- _WHAT IS REQUIRED_
Reproduce, unaltered, the line with "point: shadow on" along with every line that follows it in the records, up to the last.

▽

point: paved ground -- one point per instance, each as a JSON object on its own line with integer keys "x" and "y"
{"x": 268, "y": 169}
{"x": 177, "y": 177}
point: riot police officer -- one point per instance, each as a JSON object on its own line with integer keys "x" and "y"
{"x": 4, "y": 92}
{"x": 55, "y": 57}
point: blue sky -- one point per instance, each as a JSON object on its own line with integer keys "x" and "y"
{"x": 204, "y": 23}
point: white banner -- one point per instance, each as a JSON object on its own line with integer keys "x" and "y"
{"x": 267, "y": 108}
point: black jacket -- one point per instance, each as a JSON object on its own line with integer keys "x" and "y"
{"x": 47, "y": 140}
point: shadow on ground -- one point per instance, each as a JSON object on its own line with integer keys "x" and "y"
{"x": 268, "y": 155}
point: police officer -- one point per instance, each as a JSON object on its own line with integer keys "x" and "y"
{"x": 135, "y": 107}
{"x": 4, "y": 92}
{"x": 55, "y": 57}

△

- _ANSWER BELOW_
point: shadow on ground -- one point per instance, each as a JSON object on its own line with integer keys "x" and "y"
{"x": 268, "y": 155}
point: police officer -- one point per instance, each as a JSON object on its own line with integer keys "x" and "y"
{"x": 135, "y": 107}
{"x": 4, "y": 92}
{"x": 55, "y": 57}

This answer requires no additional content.